Records of labeled points
----------

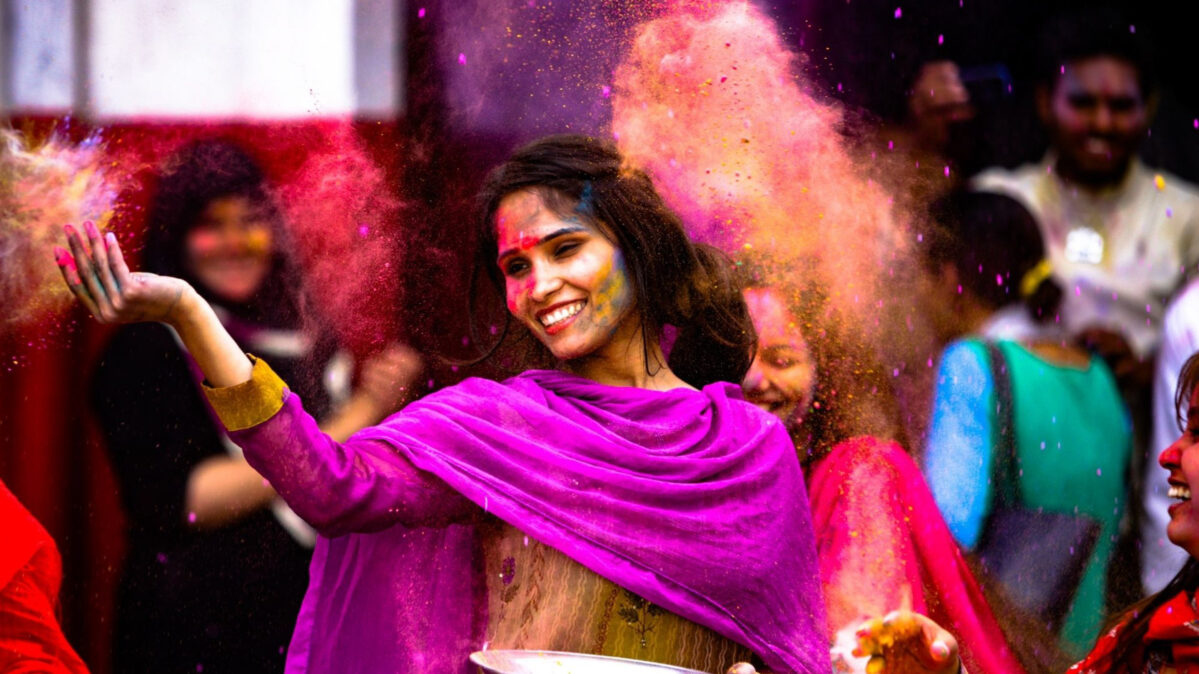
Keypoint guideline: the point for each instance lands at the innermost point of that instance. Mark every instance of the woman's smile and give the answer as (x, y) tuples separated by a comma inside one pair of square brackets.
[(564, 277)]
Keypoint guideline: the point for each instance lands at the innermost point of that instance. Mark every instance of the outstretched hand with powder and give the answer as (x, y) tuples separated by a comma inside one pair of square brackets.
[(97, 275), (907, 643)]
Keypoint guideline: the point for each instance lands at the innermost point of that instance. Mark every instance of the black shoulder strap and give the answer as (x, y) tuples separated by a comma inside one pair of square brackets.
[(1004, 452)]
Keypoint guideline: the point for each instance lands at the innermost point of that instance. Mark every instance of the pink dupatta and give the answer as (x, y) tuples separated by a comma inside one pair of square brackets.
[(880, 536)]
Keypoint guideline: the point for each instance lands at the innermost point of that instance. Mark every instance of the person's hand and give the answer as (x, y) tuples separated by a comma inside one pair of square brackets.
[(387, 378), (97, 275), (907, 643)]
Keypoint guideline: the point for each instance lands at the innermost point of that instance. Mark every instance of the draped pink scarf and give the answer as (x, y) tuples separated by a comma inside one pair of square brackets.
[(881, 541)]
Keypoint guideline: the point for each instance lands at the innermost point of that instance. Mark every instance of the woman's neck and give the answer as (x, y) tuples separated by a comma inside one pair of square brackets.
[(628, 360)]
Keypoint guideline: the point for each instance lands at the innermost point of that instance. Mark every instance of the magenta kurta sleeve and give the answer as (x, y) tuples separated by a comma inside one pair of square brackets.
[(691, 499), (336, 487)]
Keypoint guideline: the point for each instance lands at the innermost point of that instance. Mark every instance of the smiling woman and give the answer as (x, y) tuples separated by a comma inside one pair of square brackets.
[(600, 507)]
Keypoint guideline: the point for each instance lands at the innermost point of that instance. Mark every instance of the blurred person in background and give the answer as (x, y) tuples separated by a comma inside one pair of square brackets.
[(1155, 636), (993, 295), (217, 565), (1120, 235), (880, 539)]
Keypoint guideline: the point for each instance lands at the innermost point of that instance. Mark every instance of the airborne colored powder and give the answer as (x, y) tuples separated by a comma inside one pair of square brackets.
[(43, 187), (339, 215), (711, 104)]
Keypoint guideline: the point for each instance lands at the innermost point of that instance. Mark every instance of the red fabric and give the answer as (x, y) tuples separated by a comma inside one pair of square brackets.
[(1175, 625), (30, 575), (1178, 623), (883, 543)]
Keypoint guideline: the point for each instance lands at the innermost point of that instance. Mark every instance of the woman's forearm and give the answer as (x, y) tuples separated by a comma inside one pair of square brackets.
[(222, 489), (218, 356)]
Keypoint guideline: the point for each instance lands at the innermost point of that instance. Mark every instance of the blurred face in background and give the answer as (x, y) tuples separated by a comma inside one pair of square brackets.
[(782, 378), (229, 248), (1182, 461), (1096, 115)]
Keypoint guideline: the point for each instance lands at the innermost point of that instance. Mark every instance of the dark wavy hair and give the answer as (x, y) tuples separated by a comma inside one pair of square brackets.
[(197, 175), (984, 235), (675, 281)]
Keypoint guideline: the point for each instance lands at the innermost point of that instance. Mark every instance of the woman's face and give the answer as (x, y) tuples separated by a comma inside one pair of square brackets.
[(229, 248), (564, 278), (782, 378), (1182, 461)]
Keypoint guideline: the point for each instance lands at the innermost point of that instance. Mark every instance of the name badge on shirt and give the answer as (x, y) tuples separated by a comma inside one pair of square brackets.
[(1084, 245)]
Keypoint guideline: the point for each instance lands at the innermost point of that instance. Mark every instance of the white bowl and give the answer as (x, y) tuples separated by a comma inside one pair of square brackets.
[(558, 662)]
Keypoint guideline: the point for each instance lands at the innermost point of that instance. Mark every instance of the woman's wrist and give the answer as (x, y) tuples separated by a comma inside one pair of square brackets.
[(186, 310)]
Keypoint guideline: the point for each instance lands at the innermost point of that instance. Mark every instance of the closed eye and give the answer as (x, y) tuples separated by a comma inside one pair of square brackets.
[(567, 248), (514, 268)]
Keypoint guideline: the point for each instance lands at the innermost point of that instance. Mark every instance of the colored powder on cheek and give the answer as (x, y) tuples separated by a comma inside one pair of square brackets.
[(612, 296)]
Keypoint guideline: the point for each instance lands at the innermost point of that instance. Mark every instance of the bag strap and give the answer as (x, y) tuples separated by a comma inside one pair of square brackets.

----------

**Problem to solve:**
Reproduce all of the entries above word for word, leaving out the pictures.

**Exercise output:**
Keypoint guideline: the point for each instance lands at the innermost point of that instance. Mark every instance of the woman's smile and give the answer as (x, y) tuples separated by a comma inside one pair of square brackets.
[(564, 277)]
Keypoint guideline: the point for each instance lands at the innermost point of that instance. Mark every instance of the outstretched hand with powder and give the answer as (x, y) tuples separated by a comma inside one pair of square brackets.
[(97, 275), (907, 643)]
Keypoint guideline: the point for each instance lands at the innermost point of that instance. Mark every instance of the black shoulder strap and give the answer as (x, y) tuples separated by a comma inside one pair of square brackets.
[(1004, 452)]
Keypoint guideline: the point for each instance lands at the innermost point of that instance. Mark every instance of the pink dupatta and give the answer as (x, y) tuples separated by a comma inside one pair of square brackets.
[(880, 536)]
Keypoint guideline: the point for each instance lands at the innermost point of that instance. Mark every instance of the person's hand and give the answer as (x, y) tuples separated by a comma inside one pair of square brackets.
[(387, 378), (97, 275), (907, 643)]
Keypoint guideline: the point for each instance lands at the innermost point of that instance. Mark every instance of the draped pink scarf and give the answer as (x, y) tuples separated by a comma inside one pair of square brackets.
[(881, 541)]
Keypoint guideline: the point for each instance lands at the innermost point of that instance. Mark every instance of the woman's neck and give the answer as (x, y) tuples separated by a comma inside one pair of square brackets.
[(628, 360)]
Keypoint guideline: the point for each instance lands at the innermost point of that instance. Mark every instance of the magenta kurta sleeve and give the answer as (x, y) tuples separated by a comma inside one pair of square brackets.
[(691, 499), (336, 487)]
Keypoint guideline: the point for each instance lands at the innermost point of that instance. Mark every instance of the smiling woman and give the answer as (x, y) tuples separated by a comma inside one pair of square brackets.
[(600, 507)]
Keypoint guideline: the point for each instance lands at the innermost point of that instance. Mark every instance of the blurred person in background and give the answer as (x, y) tuples separated by a comma inside one pair of square brackets.
[(1155, 636), (993, 295), (217, 565), (1120, 235), (880, 539)]
Keypoint guideline: the point for each instance lands at the innermost point of that instance. Mark every instance of the airborne colored powder and give the answer as (x, y) tuples separated by a comma inside one pair of square brackets.
[(43, 187), (339, 215), (711, 104)]
Keypoint guideline: the point for each instance lands at the innermost point of that instance. Mark every instance of the red fabric and give the answer as (x, y) tuples separated by a comma inside one pair of square brackets.
[(1175, 625), (30, 575), (1178, 623), (883, 543)]
Keypoint guideline: the point for each instance lands at the innermost point of that instance. Mark every instance of the woman's forearm and give the answer as (x, y) tuples separated by a comma inside one pair of square brackets.
[(222, 489), (218, 356)]
Keypoint guideline: the point for each instance lands at the innermost point of that instance. Mark every instance of the blurred face in background and give the answer as (x, y) tuples separated by a comma inside one pair of square brackets.
[(782, 378), (229, 248), (1182, 461), (1096, 115)]
Keypoint guideline: the point for each instance lands at the innermost point of that instance. Mark every instance of the dark wavy hair and give the answer as (x, y) tuples separated by a comma inside one pair of square brackets.
[(197, 175), (984, 235), (675, 281)]
Keypoint guideline: the point for each instance lands at the innermost point of that instance. Mark every instance of the woman's face and give the answer as (x, y) tuples separated by a comma inside one pair of square brackets.
[(229, 248), (564, 278), (782, 378), (1182, 461)]
Keypoint guideline: the point for each instance lands at the innermost point of that instance. Mark every instance of the name badge on shirt and give the answer as (x, y) tuples separated by a comma inside one pair of square brackets.
[(1084, 245)]
Keypoint guideline: the point for each instance lands at the innermost point of that instance. Mark every instance of the white bowl and give the answer as (x, y) tuples separated by a comma inside one pair of square brackets.
[(558, 662)]
Keypoint guideline: the point for each instance lands at the innermost point of that instance. Mark every instance of the woman's wrist and give the answer as (x, y) tuples separated by a comma inside one pair of square brackets.
[(186, 310)]
Keypoint guideline: the point for each instance lands at the innermost point of that instance. Mark every instance of the closed eye and give the answer as (x, y) tuples separated by a comma inside one pair of square brackets.
[(567, 248), (514, 268)]
Keypoint guideline: the point for each instance lands at the innermost point of that instance. Mark every instance of the colored powder on cheek and give the answer as (x, y) tuples separated by a comma inside one pair of square brackets.
[(612, 296)]
Keypoint guideline: the point for each instance lands at the innermost point of that instance. Mark every instance of the bag strap and give the answer as (x, y) tuples separated by a comma inside one pair of square brackets.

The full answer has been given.